Extract to read
Swift.org blog: UTF-8 String

(Ted Kremenek) #1

There is a great new blog post titled "UTF-8 String", authored by @Michael_Ilseman. It talks about the change to String in Swift 5 to move to using UTF-8 as its Unicode encoding strategy.

Please use this forum thread to post questions related to that blog post.

19 Likes
#2

The blog post says:

But in the table of examples it shows:

いろは
Scalars U+3044 U+308D U+306F
UTF-8 E3 81 84 E3 82 8D E3 81 AF
UTF-16 44 30 8D 30 6F 30

So if I understand correctly, either the wording or the percentage should be changed.

• • •

Also, unrelated to that, and rather pedantically, I would suggest changing “comprised of” to either “comprising” or “composed of”.

(Jordan Rose) #3

The size comparisons are always using UTF-8 as the baseline. So here the ratio is 9 UTF-8 bytes / 6 UTF-16 bytes = 3/2 --> 50% more, and for ASCII the ratio is 2 UTF-8 bytes / 4 UTF-16 bytes = 1/2 --> 50% less.

Task to complete
Translate this sentence from the UTF-8 String forum thread into Spanish: "The size comparisons are always using UTF-8 as the baseline." The data comes from a different source than the thread above.

Data

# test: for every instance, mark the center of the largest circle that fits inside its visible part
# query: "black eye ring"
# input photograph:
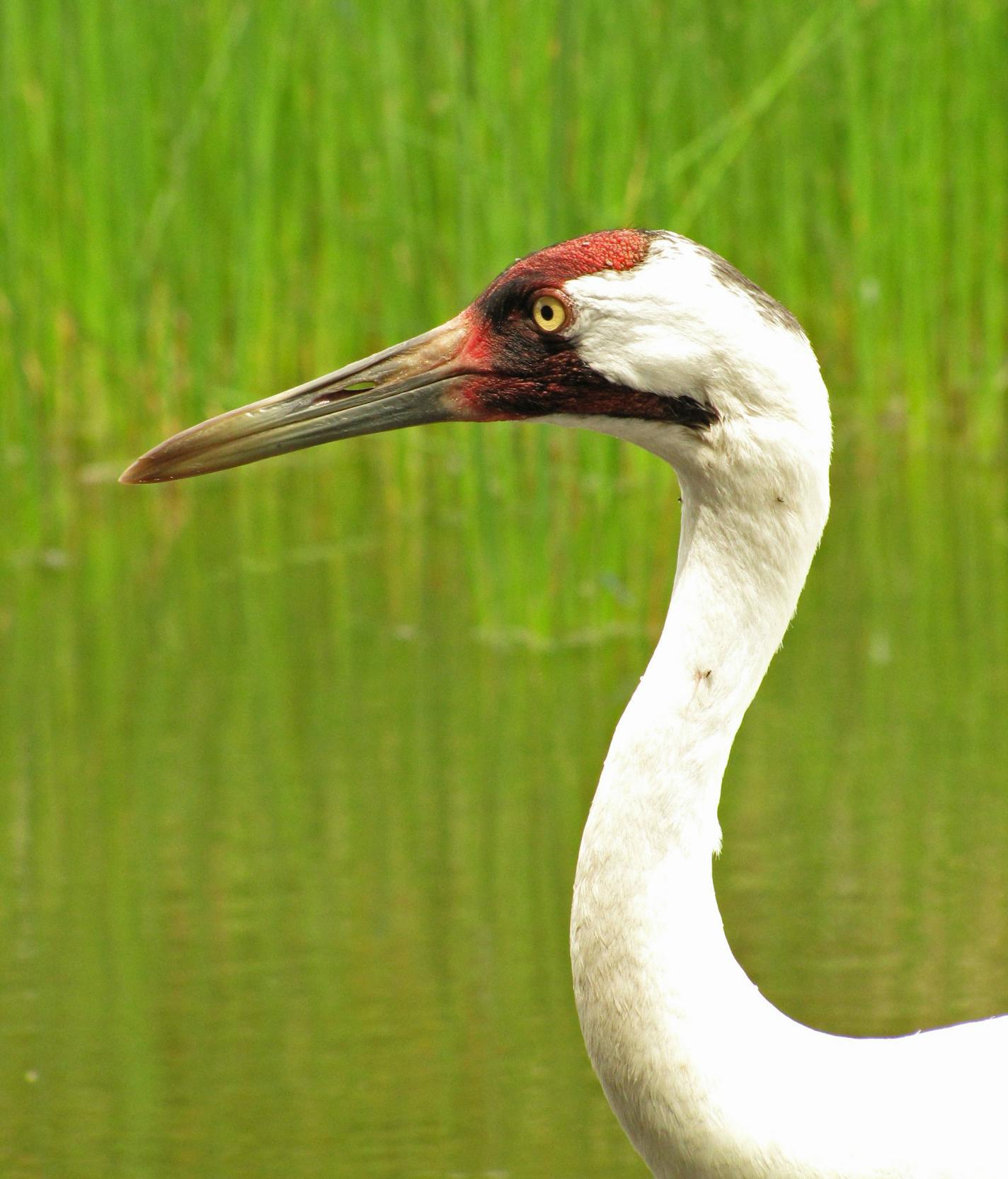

Result of this task
Las comparaciones de tamaño siempre usan UTF-8 como referencia.